TASK DESCRIPTION: Find every line in the entries below that contains the word "clear" and copy each of those lines.

MATERIAL PROVIDED:
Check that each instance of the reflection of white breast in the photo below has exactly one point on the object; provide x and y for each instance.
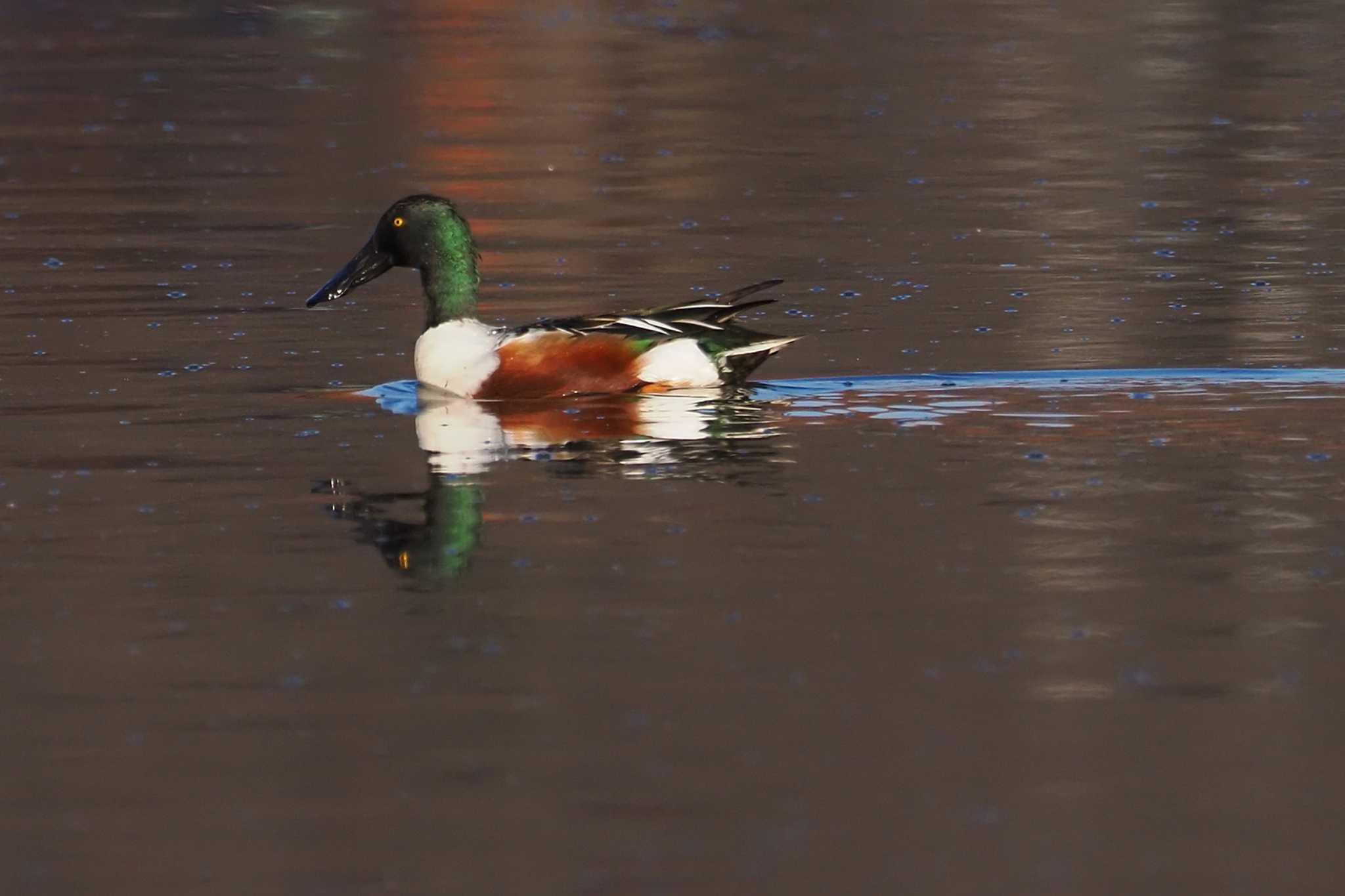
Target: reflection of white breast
(458, 356)
(460, 436)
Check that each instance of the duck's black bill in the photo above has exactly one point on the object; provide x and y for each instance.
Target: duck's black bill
(365, 267)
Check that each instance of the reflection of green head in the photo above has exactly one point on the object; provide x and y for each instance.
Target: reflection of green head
(443, 545)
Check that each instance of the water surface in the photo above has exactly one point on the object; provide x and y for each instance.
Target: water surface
(1020, 574)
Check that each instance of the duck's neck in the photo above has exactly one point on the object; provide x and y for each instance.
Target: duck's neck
(450, 277)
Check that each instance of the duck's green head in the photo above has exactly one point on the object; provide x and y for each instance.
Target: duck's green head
(424, 233)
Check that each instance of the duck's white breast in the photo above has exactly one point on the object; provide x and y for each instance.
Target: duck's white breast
(458, 356)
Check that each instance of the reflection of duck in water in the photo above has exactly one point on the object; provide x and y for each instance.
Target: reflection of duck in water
(689, 345)
(464, 437)
(659, 436)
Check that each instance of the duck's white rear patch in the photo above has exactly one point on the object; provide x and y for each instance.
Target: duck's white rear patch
(458, 356)
(677, 364)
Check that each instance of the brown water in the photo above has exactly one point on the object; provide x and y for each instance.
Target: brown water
(915, 636)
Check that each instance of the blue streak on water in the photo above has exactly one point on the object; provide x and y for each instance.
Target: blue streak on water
(1052, 381)
(400, 396)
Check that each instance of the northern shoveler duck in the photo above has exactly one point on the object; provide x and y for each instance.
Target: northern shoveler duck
(692, 345)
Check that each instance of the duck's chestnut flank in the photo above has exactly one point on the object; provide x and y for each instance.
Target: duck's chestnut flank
(694, 344)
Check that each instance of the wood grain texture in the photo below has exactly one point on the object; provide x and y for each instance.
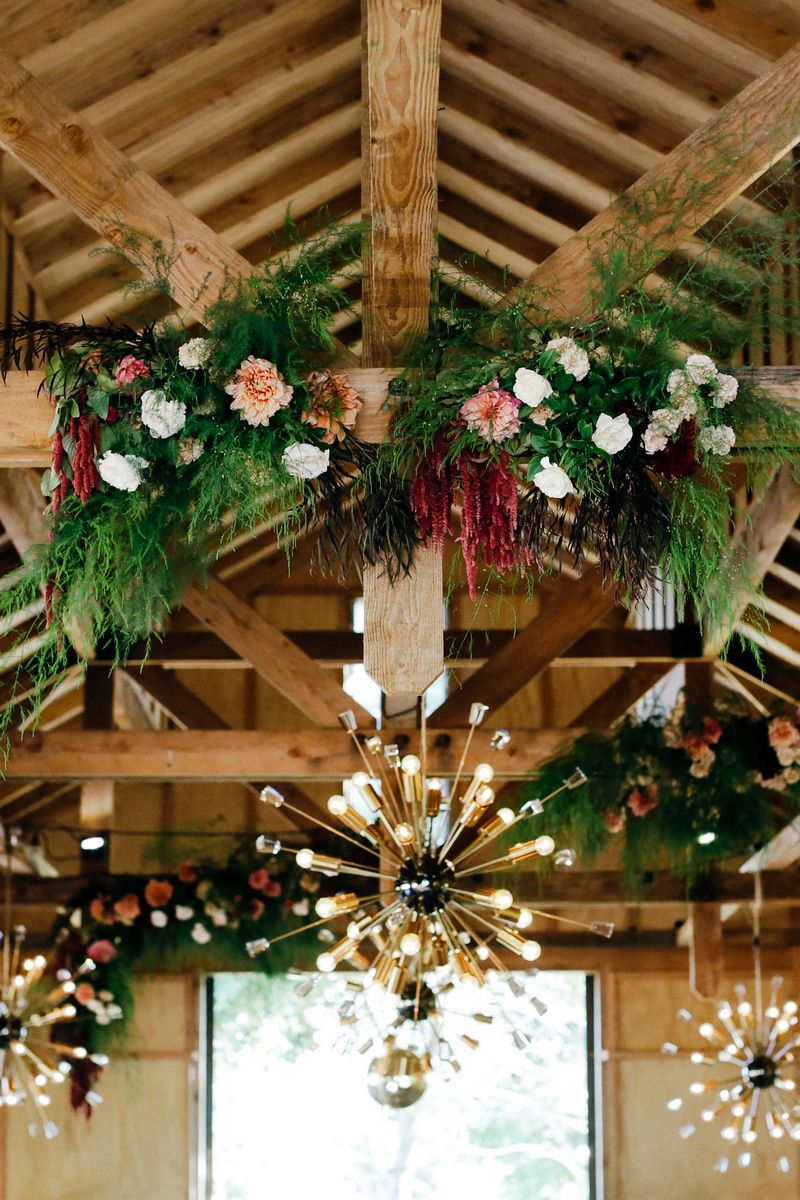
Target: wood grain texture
(256, 754)
(675, 198)
(277, 660)
(578, 606)
(400, 96)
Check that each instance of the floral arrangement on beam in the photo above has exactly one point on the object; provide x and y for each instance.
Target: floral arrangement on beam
(687, 791)
(521, 439)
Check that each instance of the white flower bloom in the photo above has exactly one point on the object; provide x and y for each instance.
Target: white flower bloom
(305, 461)
(612, 433)
(530, 387)
(717, 438)
(553, 481)
(194, 353)
(188, 450)
(162, 417)
(727, 389)
(573, 360)
(667, 420)
(121, 471)
(701, 369)
(654, 441)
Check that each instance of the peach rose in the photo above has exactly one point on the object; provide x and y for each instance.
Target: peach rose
(127, 909)
(157, 893)
(102, 951)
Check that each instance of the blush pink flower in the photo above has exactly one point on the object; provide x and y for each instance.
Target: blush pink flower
(157, 893)
(492, 412)
(258, 391)
(127, 907)
(643, 802)
(102, 951)
(84, 993)
(131, 369)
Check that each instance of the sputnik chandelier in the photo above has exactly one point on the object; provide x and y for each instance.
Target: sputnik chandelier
(29, 1014)
(432, 925)
(756, 1043)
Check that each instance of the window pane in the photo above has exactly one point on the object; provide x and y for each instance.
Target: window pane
(292, 1114)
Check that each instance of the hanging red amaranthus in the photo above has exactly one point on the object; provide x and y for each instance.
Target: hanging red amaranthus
(489, 507)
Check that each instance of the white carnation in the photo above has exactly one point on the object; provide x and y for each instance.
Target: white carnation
(717, 438)
(654, 441)
(612, 433)
(727, 389)
(530, 387)
(162, 417)
(305, 461)
(194, 353)
(553, 481)
(570, 355)
(121, 471)
(701, 369)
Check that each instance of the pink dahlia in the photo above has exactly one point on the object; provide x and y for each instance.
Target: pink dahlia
(131, 369)
(492, 412)
(259, 391)
(334, 405)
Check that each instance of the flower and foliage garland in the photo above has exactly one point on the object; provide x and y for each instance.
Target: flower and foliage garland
(202, 916)
(684, 792)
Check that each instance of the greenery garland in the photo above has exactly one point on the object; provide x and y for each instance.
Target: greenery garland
(202, 916)
(689, 791)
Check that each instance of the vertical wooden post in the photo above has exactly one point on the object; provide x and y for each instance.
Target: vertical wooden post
(403, 645)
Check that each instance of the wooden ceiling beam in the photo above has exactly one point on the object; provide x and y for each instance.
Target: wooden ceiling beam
(584, 63)
(755, 130)
(400, 90)
(272, 655)
(578, 606)
(216, 123)
(324, 755)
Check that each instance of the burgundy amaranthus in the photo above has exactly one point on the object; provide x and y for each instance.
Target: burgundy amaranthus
(488, 519)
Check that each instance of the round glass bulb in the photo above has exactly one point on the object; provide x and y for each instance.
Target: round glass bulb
(410, 943)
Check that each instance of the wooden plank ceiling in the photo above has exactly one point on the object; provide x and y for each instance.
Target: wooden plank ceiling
(240, 109)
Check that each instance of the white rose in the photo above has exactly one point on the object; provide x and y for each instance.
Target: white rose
(194, 353)
(121, 471)
(531, 388)
(162, 417)
(612, 433)
(654, 441)
(553, 481)
(717, 438)
(727, 389)
(701, 369)
(305, 461)
(570, 355)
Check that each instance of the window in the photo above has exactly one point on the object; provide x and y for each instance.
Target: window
(288, 1114)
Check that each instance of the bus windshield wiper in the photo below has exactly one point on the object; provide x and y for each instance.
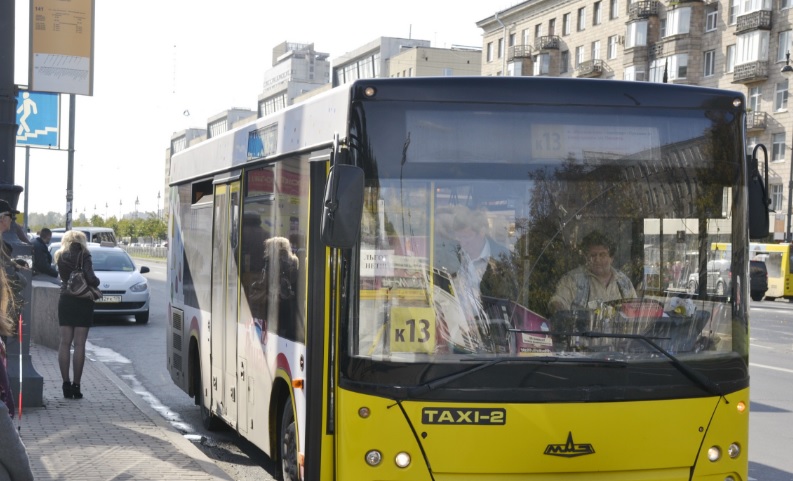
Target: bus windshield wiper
(703, 381)
(436, 383)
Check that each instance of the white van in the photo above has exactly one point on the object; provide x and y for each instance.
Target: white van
(92, 234)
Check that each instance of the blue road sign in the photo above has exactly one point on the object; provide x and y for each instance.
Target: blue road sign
(38, 119)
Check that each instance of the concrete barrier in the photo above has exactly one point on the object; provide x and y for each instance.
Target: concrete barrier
(44, 329)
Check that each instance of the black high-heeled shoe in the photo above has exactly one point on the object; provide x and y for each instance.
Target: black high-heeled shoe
(67, 390)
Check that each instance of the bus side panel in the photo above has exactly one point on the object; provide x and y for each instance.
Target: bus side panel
(188, 278)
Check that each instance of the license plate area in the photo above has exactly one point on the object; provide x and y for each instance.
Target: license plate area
(109, 299)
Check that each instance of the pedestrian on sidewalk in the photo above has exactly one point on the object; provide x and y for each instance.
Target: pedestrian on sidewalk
(75, 315)
(14, 461)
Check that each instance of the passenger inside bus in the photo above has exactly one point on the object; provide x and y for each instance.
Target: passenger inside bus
(595, 282)
(463, 246)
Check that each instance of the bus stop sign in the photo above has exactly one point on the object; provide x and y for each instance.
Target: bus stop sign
(38, 115)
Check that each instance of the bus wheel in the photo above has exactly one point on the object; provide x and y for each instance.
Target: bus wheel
(288, 444)
(208, 420)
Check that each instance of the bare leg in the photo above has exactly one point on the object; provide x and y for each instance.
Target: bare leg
(64, 351)
(80, 337)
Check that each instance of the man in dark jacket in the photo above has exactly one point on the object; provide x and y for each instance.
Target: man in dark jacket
(42, 259)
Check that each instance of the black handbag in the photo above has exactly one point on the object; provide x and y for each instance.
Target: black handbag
(78, 287)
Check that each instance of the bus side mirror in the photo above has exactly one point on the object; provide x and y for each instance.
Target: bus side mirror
(758, 198)
(342, 207)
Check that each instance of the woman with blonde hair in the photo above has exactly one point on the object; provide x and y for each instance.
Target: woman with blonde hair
(75, 315)
(14, 461)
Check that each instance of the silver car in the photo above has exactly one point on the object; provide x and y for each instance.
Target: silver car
(125, 292)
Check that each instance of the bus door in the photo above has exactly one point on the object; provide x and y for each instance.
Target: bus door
(223, 328)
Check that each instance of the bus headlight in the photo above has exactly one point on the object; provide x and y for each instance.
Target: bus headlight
(373, 457)
(402, 460)
(734, 450)
(714, 454)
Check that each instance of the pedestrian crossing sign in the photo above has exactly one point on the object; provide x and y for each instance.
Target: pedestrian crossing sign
(38, 119)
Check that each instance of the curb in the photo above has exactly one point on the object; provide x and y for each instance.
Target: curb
(173, 436)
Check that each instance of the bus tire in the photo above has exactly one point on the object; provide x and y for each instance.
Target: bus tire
(208, 420)
(288, 444)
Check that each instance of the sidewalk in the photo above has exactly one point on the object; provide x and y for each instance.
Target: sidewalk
(110, 434)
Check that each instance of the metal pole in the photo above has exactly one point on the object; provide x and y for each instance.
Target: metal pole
(788, 237)
(70, 168)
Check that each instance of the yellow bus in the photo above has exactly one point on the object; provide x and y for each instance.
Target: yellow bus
(780, 268)
(360, 284)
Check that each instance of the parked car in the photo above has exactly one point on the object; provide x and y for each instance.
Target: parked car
(92, 234)
(125, 292)
(719, 278)
(758, 280)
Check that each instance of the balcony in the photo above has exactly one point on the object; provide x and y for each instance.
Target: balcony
(750, 72)
(756, 121)
(643, 9)
(760, 20)
(590, 68)
(518, 51)
(547, 42)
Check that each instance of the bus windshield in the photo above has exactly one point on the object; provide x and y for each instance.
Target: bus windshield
(507, 231)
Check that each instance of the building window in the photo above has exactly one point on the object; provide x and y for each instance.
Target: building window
(710, 63)
(634, 74)
(542, 64)
(784, 45)
(735, 6)
(676, 67)
(710, 20)
(636, 34)
(777, 190)
(778, 154)
(678, 21)
(595, 50)
(752, 47)
(754, 98)
(729, 59)
(780, 99)
(612, 47)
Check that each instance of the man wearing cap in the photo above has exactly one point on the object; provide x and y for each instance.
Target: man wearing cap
(7, 214)
(594, 282)
(42, 259)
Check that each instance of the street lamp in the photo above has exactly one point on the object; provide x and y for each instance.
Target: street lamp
(788, 238)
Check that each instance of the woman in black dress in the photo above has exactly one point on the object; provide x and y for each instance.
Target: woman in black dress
(75, 315)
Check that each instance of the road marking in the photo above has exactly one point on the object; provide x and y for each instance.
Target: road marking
(773, 368)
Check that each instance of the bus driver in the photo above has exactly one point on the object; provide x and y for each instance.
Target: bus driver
(594, 282)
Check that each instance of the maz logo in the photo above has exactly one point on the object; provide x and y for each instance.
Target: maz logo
(569, 449)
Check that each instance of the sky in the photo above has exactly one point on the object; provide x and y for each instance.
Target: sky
(154, 60)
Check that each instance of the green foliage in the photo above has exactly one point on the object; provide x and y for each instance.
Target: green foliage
(145, 225)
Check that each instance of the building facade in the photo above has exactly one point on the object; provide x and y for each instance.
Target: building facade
(729, 44)
(296, 69)
(435, 62)
(371, 60)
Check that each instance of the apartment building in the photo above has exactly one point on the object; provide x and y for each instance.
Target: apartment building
(436, 62)
(729, 44)
(296, 69)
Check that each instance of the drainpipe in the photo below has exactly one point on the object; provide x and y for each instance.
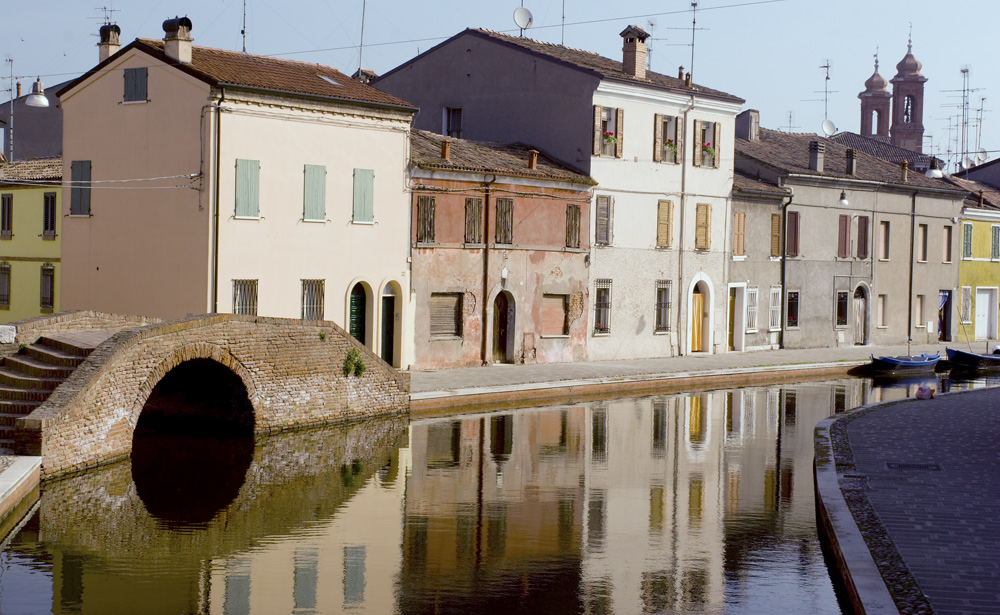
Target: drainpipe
(486, 267)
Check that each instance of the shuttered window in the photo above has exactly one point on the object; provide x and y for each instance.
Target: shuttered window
(844, 237)
(314, 193)
(792, 234)
(554, 315)
(862, 237)
(79, 194)
(425, 219)
(446, 315)
(605, 208)
(247, 188)
(49, 216)
(135, 84)
(364, 195)
(473, 220)
(739, 233)
(572, 225)
(505, 221)
(703, 227)
(664, 224)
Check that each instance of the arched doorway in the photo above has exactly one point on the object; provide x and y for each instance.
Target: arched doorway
(503, 327)
(860, 316)
(358, 323)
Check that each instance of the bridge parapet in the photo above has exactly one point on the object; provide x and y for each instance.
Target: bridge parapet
(292, 371)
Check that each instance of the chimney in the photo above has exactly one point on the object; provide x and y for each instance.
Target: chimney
(634, 51)
(109, 44)
(748, 125)
(177, 39)
(817, 151)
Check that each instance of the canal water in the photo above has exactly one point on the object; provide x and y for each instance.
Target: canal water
(699, 502)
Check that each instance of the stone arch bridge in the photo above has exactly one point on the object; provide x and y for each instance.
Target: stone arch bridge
(291, 370)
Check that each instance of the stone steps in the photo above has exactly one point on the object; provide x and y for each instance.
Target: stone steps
(29, 377)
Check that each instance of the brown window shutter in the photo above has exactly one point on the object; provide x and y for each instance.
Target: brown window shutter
(619, 132)
(775, 235)
(597, 130)
(657, 137)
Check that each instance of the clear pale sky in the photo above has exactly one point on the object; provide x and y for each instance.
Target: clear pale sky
(768, 52)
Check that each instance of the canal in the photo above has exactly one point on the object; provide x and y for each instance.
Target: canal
(696, 502)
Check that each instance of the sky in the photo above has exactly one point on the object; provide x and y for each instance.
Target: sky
(768, 52)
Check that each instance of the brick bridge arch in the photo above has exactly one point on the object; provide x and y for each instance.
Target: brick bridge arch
(292, 370)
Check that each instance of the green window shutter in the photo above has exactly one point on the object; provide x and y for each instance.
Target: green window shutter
(314, 206)
(247, 188)
(364, 195)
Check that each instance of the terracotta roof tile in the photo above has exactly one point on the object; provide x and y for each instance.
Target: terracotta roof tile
(484, 157)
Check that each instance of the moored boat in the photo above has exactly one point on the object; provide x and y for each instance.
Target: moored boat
(970, 360)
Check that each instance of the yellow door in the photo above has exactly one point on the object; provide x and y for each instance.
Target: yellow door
(697, 314)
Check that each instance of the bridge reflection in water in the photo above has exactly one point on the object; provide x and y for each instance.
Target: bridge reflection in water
(675, 503)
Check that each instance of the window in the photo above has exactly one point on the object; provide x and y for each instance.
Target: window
(739, 233)
(775, 235)
(554, 315)
(792, 309)
(751, 325)
(473, 220)
(966, 307)
(314, 193)
(425, 219)
(862, 237)
(6, 216)
(605, 211)
(247, 188)
(48, 298)
(662, 305)
(667, 133)
(922, 243)
(245, 297)
(49, 216)
(844, 238)
(572, 225)
(608, 123)
(792, 234)
(312, 299)
(664, 224)
(135, 84)
(602, 306)
(79, 194)
(842, 303)
(364, 195)
(4, 286)
(505, 221)
(446, 315)
(774, 309)
(703, 227)
(453, 122)
(883, 240)
(706, 149)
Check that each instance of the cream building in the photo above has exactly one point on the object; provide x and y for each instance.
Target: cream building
(206, 180)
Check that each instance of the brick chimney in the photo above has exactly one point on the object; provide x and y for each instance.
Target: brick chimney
(817, 151)
(177, 39)
(634, 51)
(109, 44)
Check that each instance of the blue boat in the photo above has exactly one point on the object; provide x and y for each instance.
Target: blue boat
(911, 364)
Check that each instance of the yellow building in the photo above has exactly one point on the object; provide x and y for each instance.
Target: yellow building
(29, 237)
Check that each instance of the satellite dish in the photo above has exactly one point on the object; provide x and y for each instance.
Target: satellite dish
(523, 18)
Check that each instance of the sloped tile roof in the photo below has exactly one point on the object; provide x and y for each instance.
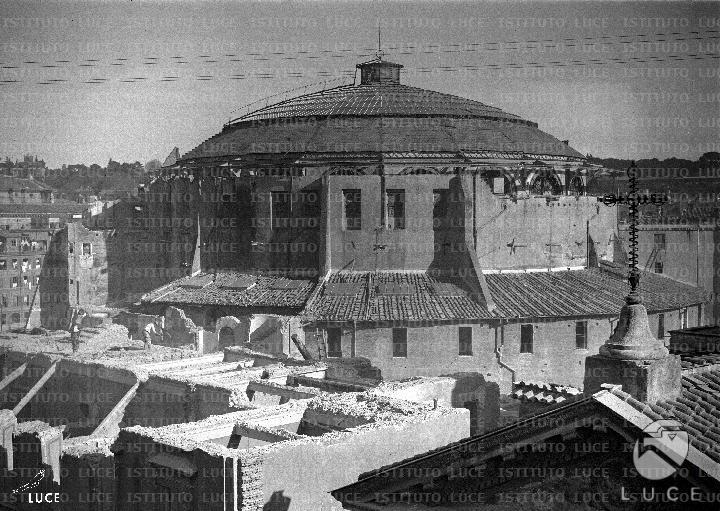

CORRECT RESPONSE:
Check that each instance of the clear pale sky in the photo above has exactly one point on the object; provide x and y for each instance.
Target: clear pale sky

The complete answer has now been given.